Stored data entries

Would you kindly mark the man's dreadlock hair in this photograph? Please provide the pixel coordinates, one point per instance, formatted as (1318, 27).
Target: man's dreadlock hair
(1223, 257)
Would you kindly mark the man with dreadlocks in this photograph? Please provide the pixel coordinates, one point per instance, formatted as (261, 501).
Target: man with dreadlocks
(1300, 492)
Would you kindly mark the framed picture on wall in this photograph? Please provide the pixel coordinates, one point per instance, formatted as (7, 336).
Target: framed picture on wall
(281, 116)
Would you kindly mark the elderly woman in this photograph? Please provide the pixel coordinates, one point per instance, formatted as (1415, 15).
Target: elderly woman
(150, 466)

- The problem
Find "mark" in the preceding records. Copy each line that holds it.

- Answer below
Would you kindly mark the man's dreadlock hair in this photograph? Please provide the pixel coordinates, one point per instance, formatted as (1318, 27).
Would you kindly mark the man with dreadlocks in this photograph? Please provide the pixel coordinates, one point per instance, formatted as (261, 501).
Would you kindly mark the framed picture on wall in this photograph? Please provide the pixel coordinates, one point per instance, formatted as (7, 336).
Would you kindly mark the elderly woman in this photograph? Please provide the pixel coordinates, one point per instance, formatted as (1415, 15).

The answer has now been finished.